• _To do_:
Pick out every line in the records below that contains the word "base" and copy each of those lines in full.
Start of Dataset rows
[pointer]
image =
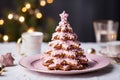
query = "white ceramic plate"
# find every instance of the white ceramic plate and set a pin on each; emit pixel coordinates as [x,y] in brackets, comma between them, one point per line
[35,64]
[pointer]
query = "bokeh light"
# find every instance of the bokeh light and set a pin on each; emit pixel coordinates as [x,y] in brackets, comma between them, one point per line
[5,38]
[42,3]
[28,5]
[50,1]
[30,29]
[21,19]
[1,21]
[39,15]
[10,16]
[24,9]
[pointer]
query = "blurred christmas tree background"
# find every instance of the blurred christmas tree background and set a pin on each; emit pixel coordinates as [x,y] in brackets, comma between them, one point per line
[27,15]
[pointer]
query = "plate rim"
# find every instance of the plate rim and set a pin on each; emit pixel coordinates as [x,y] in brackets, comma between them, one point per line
[64,72]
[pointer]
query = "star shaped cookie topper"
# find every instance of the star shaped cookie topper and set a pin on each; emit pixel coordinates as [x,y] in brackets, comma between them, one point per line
[64,16]
[7,59]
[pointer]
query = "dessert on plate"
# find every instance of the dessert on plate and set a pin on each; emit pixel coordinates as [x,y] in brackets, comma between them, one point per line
[65,52]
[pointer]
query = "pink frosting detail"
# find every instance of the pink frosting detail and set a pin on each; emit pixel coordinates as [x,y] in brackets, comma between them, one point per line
[62,35]
[65,44]
[7,59]
[64,16]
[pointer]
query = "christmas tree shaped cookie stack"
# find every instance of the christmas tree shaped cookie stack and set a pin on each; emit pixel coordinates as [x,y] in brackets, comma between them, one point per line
[65,52]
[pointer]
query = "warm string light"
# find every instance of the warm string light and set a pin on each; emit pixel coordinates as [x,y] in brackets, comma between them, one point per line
[42,2]
[10,16]
[24,9]
[28,5]
[1,21]
[49,1]
[21,19]
[30,29]
[5,38]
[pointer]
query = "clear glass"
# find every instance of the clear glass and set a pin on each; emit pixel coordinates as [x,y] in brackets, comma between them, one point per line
[105,30]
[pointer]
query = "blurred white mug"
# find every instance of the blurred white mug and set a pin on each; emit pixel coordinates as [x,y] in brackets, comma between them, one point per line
[31,43]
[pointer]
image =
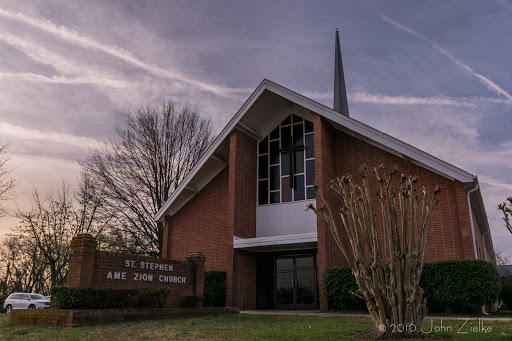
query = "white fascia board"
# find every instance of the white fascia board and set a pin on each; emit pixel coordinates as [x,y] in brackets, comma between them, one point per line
[373,134]
[209,152]
[243,243]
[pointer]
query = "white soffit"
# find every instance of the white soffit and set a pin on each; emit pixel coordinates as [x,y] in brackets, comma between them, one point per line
[211,164]
[308,240]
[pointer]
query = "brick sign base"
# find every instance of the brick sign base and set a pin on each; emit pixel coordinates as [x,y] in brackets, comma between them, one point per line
[77,318]
[89,267]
End of Dataset rows
• _The response_:
query = "brick sign base"
# find every instance of the brick sign base and set a pin on each; emit pixel coordinates as [x,y] in brackets, comma between them, one point per line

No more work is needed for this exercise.